# Page extract
---*---

Rossi says he’ll not decide on campaign until 2007
In his blue suit, pressed white shirt and red tie, Dino Rossi appears every inch the candidate.
He’s got a book on leadership coming out.
He’s making a few select speaking appearances, like the one this morning to Republican state Senate leaders meeting in Spokane.
He’s returning the favor of friends who helped with his past campaigns, down to recording a few automated “robo-calls” for candidates in the 2005 election.
“I get three or four requests a day to do things. I just can’t do them all,” Rossi said Thursday during an interview in the lobby of the Montvale Hotel. “I’m trying to take the rest of 2005 off. I think my wife and kids and I have earned it.”
He’s already said he won’t be a candidate for the U.S. Senate in 2006. So is he embarking on a three-year campaign for the 2008 governor’s race?
“We’re going to make that decision in 2007,” he insisted, using the same criteria he used in running in 2004 but not running in 2006. “Is it right for the family? You can’t answer that today.”
Next month, his new book “Dino Rossi: Lessons in Leadership, Business, Politics and Life” will hit bookstores.
He describes it as personal stories – from childhood through his career in commercial real estate to legislator to the governor’s race – with messages that a reader can apply to his or her own circumstances.
“People expected me to write just about the governor’s race,” he said. He confined that to the last chapter, although he adds: “It’s a big one.”
The genesis for the book came on the campaign trail when Rossi would talk about collecting lost golf balls to sell back to duffers at age 7 or buying his first commercial building at 25 or crafting a bipartisan compromise over the state budget. People said “Ya oughta write a book,” so when he had some time available this summer, he did.
The former Republican legislator had that time after he lost the court battle over the closest statewide race in Washington history, by what’s thought to be the narrowest margin for a major race in the United States.
He was certified the governor-elect after finishing the first vote count 261 votes ahead of Democrat Christine Gregoire; he was certified governor-elect again after finishing a state-mandated machine recount 42 votes ahead.
When a hand recount requested by Gregoire finished with her up by 129 votes, and she received the final certification, Republicans challenged the election in court.
Republicans, Democrats, state and local elections officials – and a gaggle of their lawyers – gathered in Wenatchee for two weeks for a trial. Rossi stayed home in Sammamish.
“I didn’t need to be there,” he said. “I’m not a lawyer. There’s nothing I could add.”
Chelan County Superior Court Judge John Bridges eventually upheld the results of the hand-count, and Rossi declined to appeal to the state Supreme Court.
“I’m not bitter, I’m not angry. It is what it is,” he said.
Although he didn’t win the election, he is quick to point out he got more votes than President Bush, more votes than GOP Senate candidate George Nethercutt, more votes than Gregoire in 35 of the state’s 39 counties, proving, he said, that a Republican can win the governor’s office even though that hasn’t happened in 24 years.
The court case also pointed out major problems with the elections system, particularly in King County, that still need to be addressed, he said.
One of Rossi’s earliest supporters and longtime allies in the state Senate was Jim West, who won the race for Spokane mayor the year before Rossi ran for governor. He relied on West’s advice because “he had a lot of insight, and scars to prove what direction not to go.”
Rossi said he hasn’t spoken with West since early this year, before The Spokesman-Review began publishing stories that linked the mayor to sexual molestation and misusing his office. Those reports first surfaced just before the revote trial started in May, and Rossi said he hasn’t kept up with all the details of West’s situation, which will result in a recall election on Dec. 6.
“I was very surprised and very concerned,” Rossi said, but hasn’t been asked by West for advice and is “not in a position to offer it.”
“I just pray that this is resolved quickly for him, and the city.”

---*---

# Information
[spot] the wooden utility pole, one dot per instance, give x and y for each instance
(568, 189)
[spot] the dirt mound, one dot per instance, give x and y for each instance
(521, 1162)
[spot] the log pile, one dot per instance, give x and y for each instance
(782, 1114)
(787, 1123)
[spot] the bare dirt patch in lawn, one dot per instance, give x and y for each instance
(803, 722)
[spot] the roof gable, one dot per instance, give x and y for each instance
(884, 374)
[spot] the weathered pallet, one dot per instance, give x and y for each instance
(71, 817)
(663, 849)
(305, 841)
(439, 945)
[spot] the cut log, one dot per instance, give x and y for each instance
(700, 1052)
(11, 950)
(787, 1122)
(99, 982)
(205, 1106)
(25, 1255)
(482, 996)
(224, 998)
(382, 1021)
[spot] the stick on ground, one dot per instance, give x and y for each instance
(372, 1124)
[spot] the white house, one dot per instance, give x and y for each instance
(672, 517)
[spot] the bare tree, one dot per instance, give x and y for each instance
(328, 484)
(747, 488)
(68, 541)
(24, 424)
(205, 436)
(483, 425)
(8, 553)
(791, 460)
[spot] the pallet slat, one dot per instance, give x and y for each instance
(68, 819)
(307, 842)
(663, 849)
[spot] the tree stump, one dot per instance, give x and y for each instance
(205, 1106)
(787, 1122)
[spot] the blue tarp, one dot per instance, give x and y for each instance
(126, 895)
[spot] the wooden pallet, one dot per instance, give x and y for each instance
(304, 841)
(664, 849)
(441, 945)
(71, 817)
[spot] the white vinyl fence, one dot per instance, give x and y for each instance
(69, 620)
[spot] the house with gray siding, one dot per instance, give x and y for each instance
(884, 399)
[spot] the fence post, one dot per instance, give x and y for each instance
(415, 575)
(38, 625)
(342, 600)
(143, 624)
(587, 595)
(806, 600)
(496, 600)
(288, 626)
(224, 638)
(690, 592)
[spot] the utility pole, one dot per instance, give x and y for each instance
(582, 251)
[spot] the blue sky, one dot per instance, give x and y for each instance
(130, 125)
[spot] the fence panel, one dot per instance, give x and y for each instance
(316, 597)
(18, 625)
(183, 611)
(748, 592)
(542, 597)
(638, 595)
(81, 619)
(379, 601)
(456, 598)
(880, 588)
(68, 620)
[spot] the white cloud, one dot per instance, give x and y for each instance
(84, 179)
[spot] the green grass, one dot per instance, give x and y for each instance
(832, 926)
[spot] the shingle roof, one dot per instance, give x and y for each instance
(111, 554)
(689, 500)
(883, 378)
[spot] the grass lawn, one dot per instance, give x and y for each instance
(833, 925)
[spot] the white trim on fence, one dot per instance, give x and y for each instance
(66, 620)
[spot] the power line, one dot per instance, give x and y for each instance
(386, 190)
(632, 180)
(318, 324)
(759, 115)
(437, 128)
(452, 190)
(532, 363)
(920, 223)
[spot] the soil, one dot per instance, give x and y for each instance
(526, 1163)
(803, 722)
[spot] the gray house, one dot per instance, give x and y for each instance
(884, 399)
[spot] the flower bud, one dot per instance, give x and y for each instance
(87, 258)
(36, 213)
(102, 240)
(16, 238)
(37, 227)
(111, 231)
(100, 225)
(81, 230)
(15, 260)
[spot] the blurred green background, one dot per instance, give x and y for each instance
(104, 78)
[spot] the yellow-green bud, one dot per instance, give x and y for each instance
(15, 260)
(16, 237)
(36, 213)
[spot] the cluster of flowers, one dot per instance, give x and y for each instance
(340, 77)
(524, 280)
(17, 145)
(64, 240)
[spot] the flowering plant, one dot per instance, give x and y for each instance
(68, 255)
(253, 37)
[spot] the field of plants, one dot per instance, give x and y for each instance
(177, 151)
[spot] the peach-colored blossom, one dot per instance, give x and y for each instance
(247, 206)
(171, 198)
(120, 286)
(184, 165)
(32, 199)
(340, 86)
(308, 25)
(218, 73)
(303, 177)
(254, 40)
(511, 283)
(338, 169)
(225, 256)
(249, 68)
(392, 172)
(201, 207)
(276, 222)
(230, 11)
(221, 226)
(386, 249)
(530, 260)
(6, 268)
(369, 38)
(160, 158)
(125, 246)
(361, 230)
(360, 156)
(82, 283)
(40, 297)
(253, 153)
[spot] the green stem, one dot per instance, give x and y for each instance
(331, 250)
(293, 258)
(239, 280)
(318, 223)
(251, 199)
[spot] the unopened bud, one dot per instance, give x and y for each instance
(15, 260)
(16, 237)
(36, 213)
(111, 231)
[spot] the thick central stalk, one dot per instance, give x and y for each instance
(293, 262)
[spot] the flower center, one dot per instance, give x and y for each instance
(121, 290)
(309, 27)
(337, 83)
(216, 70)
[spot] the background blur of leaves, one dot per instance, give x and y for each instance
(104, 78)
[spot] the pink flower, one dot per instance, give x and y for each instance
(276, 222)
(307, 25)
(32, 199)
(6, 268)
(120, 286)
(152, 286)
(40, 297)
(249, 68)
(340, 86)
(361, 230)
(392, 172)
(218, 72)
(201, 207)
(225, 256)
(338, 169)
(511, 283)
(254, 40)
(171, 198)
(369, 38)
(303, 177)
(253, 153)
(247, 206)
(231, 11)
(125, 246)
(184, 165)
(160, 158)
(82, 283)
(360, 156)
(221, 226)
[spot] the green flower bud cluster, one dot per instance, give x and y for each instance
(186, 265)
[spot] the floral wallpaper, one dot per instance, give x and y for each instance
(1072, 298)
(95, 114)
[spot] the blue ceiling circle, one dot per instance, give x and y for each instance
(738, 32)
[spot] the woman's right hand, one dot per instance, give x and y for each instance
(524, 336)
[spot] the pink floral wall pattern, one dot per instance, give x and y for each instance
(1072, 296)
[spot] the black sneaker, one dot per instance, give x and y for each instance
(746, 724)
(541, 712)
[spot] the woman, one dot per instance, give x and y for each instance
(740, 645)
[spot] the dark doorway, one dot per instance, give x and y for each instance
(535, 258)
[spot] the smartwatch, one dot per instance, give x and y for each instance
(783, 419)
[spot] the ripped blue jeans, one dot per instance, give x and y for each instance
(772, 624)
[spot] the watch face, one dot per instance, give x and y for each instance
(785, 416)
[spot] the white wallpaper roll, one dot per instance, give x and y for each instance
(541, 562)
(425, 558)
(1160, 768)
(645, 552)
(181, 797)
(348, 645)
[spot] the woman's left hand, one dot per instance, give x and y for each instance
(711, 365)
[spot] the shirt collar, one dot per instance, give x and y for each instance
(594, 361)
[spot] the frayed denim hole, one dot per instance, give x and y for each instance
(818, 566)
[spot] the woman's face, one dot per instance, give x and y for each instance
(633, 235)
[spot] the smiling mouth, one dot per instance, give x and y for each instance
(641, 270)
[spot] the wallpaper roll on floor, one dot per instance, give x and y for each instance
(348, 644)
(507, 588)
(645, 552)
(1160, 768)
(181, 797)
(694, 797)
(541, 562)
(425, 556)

---*---

# Required action
Reproduce the Dino Rossi article from "He describes it" up to and including "her own circumstances.", substituting "lawmaker" for every "legislator".

# Exercise response
He describes it as personal stories – from childhood through his career in commercial real estate to lawmaker to the governor’s race – with messages that a reader can apply to his or her own circumstances.